**Exercise**.
Print every entry word for word, but omit the pictures.

=== Entries supplied ===

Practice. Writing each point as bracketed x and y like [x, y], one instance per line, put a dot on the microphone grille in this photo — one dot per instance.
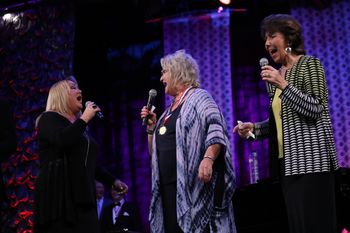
[86, 103]
[263, 62]
[152, 92]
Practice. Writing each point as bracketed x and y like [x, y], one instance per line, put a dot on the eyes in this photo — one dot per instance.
[73, 87]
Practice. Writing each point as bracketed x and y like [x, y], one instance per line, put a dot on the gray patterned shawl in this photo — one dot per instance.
[199, 125]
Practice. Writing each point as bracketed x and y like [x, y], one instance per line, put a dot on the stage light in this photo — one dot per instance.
[225, 2]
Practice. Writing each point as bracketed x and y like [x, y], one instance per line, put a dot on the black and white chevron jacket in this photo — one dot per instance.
[308, 142]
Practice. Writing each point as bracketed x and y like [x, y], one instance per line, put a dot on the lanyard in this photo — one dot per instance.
[182, 99]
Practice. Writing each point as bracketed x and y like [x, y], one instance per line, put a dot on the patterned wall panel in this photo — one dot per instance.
[207, 38]
[327, 36]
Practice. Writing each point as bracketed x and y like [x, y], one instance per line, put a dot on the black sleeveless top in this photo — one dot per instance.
[166, 149]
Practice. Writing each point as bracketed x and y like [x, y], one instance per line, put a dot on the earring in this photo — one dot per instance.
[288, 49]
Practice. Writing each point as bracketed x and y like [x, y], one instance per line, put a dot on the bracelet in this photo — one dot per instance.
[150, 131]
[208, 157]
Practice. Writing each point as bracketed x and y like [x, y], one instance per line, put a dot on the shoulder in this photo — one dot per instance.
[200, 94]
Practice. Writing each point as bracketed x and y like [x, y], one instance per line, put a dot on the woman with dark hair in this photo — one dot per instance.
[301, 143]
[65, 196]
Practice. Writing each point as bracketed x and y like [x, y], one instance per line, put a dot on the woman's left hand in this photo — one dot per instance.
[273, 76]
[205, 170]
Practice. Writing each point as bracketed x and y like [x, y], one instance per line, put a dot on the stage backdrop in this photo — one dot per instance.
[327, 36]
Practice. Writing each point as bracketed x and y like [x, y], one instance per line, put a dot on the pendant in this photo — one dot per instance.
[162, 130]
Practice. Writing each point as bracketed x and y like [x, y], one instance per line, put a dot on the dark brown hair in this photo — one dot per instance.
[288, 26]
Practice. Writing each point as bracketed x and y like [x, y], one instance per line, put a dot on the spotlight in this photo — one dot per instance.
[225, 2]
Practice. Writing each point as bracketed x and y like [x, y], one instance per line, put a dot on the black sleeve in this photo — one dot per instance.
[8, 140]
[57, 130]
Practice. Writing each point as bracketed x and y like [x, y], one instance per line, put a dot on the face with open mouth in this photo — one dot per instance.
[275, 45]
[168, 83]
[75, 98]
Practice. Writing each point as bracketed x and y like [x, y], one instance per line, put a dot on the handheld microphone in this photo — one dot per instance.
[98, 114]
[151, 96]
[264, 62]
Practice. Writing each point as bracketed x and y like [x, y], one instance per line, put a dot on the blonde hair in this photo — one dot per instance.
[58, 99]
[183, 68]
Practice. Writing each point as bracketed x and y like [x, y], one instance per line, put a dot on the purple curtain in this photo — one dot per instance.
[327, 36]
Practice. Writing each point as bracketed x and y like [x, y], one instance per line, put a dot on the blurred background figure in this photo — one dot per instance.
[101, 200]
[121, 215]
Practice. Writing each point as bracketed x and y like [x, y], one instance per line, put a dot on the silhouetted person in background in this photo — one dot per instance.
[8, 142]
[121, 215]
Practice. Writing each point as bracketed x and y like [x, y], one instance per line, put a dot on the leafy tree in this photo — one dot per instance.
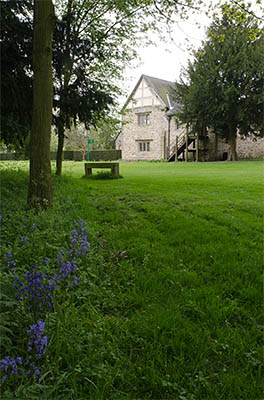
[224, 89]
[103, 134]
[40, 186]
[93, 42]
[16, 72]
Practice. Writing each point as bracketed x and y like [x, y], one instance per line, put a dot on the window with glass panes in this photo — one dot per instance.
[144, 146]
[143, 119]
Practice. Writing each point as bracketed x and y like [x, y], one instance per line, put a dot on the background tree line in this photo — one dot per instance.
[92, 43]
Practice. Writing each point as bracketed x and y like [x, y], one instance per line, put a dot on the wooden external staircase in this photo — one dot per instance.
[183, 145]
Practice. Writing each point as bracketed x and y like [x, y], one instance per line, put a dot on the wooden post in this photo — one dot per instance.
[176, 149]
[197, 147]
[186, 150]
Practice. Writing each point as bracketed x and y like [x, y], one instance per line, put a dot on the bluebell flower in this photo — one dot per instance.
[11, 262]
[38, 341]
[10, 366]
[36, 289]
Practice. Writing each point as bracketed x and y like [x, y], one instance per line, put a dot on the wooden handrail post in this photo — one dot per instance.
[186, 150]
[197, 147]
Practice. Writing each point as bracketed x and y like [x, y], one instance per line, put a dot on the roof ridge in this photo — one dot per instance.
[158, 79]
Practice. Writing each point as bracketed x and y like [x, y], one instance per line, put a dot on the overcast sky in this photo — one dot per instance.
[165, 60]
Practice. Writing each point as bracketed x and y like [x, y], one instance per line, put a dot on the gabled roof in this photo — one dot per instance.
[162, 88]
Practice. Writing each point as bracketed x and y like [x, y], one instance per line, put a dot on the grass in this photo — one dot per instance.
[169, 304]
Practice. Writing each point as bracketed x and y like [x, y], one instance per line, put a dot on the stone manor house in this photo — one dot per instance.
[151, 130]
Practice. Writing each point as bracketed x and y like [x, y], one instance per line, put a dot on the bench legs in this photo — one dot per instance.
[114, 170]
[88, 171]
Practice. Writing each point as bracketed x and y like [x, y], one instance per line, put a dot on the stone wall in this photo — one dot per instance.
[213, 148]
[154, 133]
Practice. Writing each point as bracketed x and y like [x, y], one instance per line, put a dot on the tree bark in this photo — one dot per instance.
[232, 154]
[60, 148]
[40, 185]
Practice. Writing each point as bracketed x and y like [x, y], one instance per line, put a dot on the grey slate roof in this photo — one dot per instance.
[164, 90]
[161, 87]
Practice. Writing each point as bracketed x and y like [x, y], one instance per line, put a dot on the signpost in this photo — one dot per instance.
[89, 141]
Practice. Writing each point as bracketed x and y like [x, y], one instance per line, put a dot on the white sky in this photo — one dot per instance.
[165, 60]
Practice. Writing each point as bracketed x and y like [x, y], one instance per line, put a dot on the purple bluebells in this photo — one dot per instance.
[36, 289]
[66, 261]
[10, 366]
[38, 341]
[11, 262]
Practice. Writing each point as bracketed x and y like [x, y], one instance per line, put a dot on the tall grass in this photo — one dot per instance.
[169, 302]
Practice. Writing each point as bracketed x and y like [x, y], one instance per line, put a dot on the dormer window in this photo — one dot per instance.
[143, 119]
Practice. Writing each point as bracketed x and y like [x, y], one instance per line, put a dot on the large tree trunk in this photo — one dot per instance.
[60, 148]
[40, 185]
[232, 154]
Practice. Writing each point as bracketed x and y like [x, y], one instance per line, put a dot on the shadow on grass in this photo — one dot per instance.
[102, 176]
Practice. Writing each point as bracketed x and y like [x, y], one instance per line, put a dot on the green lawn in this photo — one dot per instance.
[169, 304]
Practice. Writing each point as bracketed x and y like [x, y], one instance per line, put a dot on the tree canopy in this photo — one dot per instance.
[16, 72]
[223, 88]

===

**Answer to the problem**.
Practice. Writing each point as bracketed x and y like [x, y], one instance per line, put a dot on the microphone grille in this photo — one dot per instance.
[86, 103]
[263, 62]
[152, 92]
Practice. Writing each point as bracketed x and y like [x, y], one instance per line, put a dot on the eyes in this photo — one dot per instance.
[73, 87]
Practice. Writing each point as bracketed x and y like [x, y], one instance per line, put a dot on the gray patterned shawl in this photo — one dot per instance.
[199, 125]
Practice. Writing each point as bracketed x and y like [x, y], one instance per line, put a dot on the stage light in this photo — one dot per instance.
[225, 2]
Practice. Writing each point as bracketed x and y like [x, y], one instance per line, put a dot on the black and white chevron jacket in this photo — one dot per instance.
[308, 142]
Practice. Writing each point as bracketed x and y like [x, y], one instance per line, put a dot on the lanyard in this photo — one dot per instance.
[182, 99]
Practice. Writing each point as bracketed x and y like [x, y], one instance per line, put a dot on the patterned wall panel in this photo — one dot per instance.
[207, 38]
[327, 36]
Practice. Writing each point as bracketed x and y like [x, y], one instance per line, put a dot on the black sleeveless top in this photo — one dot per instance.
[166, 149]
Practice. Writing each point as bracketed x and y like [x, y], one instance per line, put a dot on the earring in this photo — one dot per instance.
[288, 49]
Practice. Writing each point as bracketed x and y like [x, y], one instance per line, put a dot on the bracelet in this photo — one dot per instance.
[150, 131]
[208, 157]
Practice. Writing each point as bracketed x and y like [x, y], one instance per line, put a dot on the shoulder in this photo — one dot per instance.
[200, 94]
Practice. Writing each point as bracketed x and y like [x, y], one instance per line, put a dot on the woman with dark hair in this photo — one dot per instance.
[301, 143]
[65, 196]
Practice. Writing each point as bracketed x and y like [x, y], one instance per line, put a dot on the woman's left hand in this photo — one dot per instance.
[273, 76]
[205, 170]
Practice. Writing each point as bracketed x and y like [x, y], one instance per line, put a dot on the stage backdrop in this photo — one dot per instance.
[327, 36]
Practice. Writing each point as bracketed x and y like [x, y], one instance per line, put a dot on the pendant in this photo — one dot per instance.
[162, 130]
Practice. Writing each point as bracketed x and y like [x, y], one instance per line, put a dot on the dark brown hair in this photo — one dot per instance.
[288, 26]
Practice. Writing each point as bracketed x and y like [x, y], one instance per line, put a dot on the spotlight in this photo — one dot per instance.
[225, 2]
Practice. Writing each point as bracketed x and y like [x, y], one instance per line, put a dot on the black sleeve in this photo — one dot per instance.
[8, 140]
[57, 130]
Practice. Writing each point as bracketed x and y like [x, y], one instance per line, put a dot on the face with open mouth in this photo — one dot per instance.
[275, 45]
[168, 83]
[75, 98]
Practice. Writing each point as bracketed x and y like [x, y], one instance per line, put a dot on the handheld microphone in this photo — one dot per instance.
[98, 114]
[151, 96]
[264, 62]
Practice. Writing each point as bracketed x and y like [x, y], one instance per line, put a dot on the blonde hair in this photo — one dot per instance.
[58, 99]
[183, 68]
Practice. Writing each point as bracketed x and y like [x, y], one instance per line, put a dot on the purple curtain in this photo — one dot per instance.
[327, 36]
Practice. Writing each point as bracketed x and y like [x, y], one instance per line, put a dot on the blurred background figure in this photo — one dot per instance.
[101, 200]
[121, 215]
Practice. Writing each point as bracketed x and y like [x, y], one instance per line, put a dot on the silhouetted person in background in this photo — one dot per instance.
[8, 142]
[121, 215]
Practice. Writing each point as bracketed x and y like [x, y], one instance per line, put a dot on the leafy tree in this photo — one dot per instance.
[224, 89]
[103, 134]
[40, 186]
[93, 42]
[16, 72]
Practice. Writing each point as bracketed x and y like [x, y], one instance per line, put a dot on the window with glass panes in this photo — one dot per instance.
[144, 146]
[143, 119]
Practice. Writing each point as bracketed x and y like [x, y], one instance per line, put a dot on the background tree line in this photo — one dot per instance.
[92, 43]
Practice. Writing each point as bracketed x and y like [x, y], one instance per line, put a dot on the wooden external staircase in this photo — one dot per instance.
[183, 145]
Practice. Writing each point as bracketed x and y like [x, y], one instance per line, put a dot on the wooden post in this photo — one dot per instance.
[176, 149]
[197, 147]
[186, 150]
Practice. Writing each point as bracketed x and y like [x, y], one instance per line, put a dot on the bluebell flower in this photo — one dot per instance.
[11, 262]
[38, 341]
[10, 366]
[36, 289]
Practice. Writing each point as bracketed x and y like [x, y], one instance per line, put a dot on the wooden handrail post in this photo — one dot per instance.
[186, 150]
[197, 147]
Practice. Writing each point as bracketed x and y like [x, y], one instance per line, put a dot on the roof ridge in this photo — one dot per instance.
[158, 79]
Practice. Writing each point as bracketed x and y like [x, y], one instance per line, put a dot on the overcast sky in this photo — one dot per instance.
[165, 60]
Practice. Writing each point as bracketed x and y like [x, y], one instance per line, put a dot on the gabled roof in this photo — one dot per instance.
[162, 88]
Practice. Writing each point as bracketed x and y like [x, y], one instance per line, put a dot on the grass in this photo — one dot per instance.
[169, 304]
Practice. Writing each point as bracketed x and y like [x, y], one instance per line, put a dot on the stone manor house in this photo — one dot per instance.
[151, 130]
Practice. Writing each point as bracketed x and y like [x, y], one instance per line, put a dot on the bench legs in this photo — one dot per instance.
[114, 170]
[88, 171]
Practice. Writing each point as bracketed x and y like [x, y], one instance per line, put a dot on the stone wall in this photo — one dot per instance.
[213, 148]
[154, 133]
Practice. Writing each point as bracketed x and y like [x, y], one instance per line, put a dot on the tree bark in this photo — one dot per instance.
[232, 154]
[60, 148]
[40, 185]
Practice. Writing each point as bracketed x and y like [x, y], one instance per line, put a dot on the grey slate roof in this photo — one dot per instance.
[164, 90]
[161, 87]
Practice. Writing each point as bracketed x and y like [x, y], one instance per line, put a dot on the signpost in this photo — one dot per instance.
[89, 141]
Practice. Writing each point as bracketed x and y like [x, y], one instance per line, put a dot on the white sky in this photo — one dot per instance.
[165, 60]
Practice. Writing each point as bracketed x and y like [x, y], one instance per line, put a dot on the purple bluebells in this photo — one dot per instance.
[36, 289]
[66, 261]
[10, 366]
[38, 341]
[11, 262]
Practice. Writing each point as bracketed x and y like [x, y], one instance per line, put a dot on the tall grass in this photo — one dot per instance.
[169, 302]
Practice. Writing each point as bracketed x and y like [x, y], one instance per line, put a dot on the dormer window in this photo — one dot per instance.
[143, 119]
Practice. Writing each point as bracketed x and y like [x, y], one instance per line, put a dot on the large tree trunk in this photo — one dot per instance.
[60, 148]
[40, 185]
[232, 154]
Practice. Writing each point as bracketed x and y like [x, y], one instance per line, put a dot on the shadow on grass in this photo — one dot per instance.
[102, 176]
Practice. Writing each point as bracketed x and y like [x, y], one instance per line, put a dot on the green lawn in this photo — one dot per instance.
[169, 304]
Practice. Writing each point as bracketed x and y like [x, y], one instance per line, put a dot on the tree canopy in this photo — one dot per instance.
[16, 72]
[223, 88]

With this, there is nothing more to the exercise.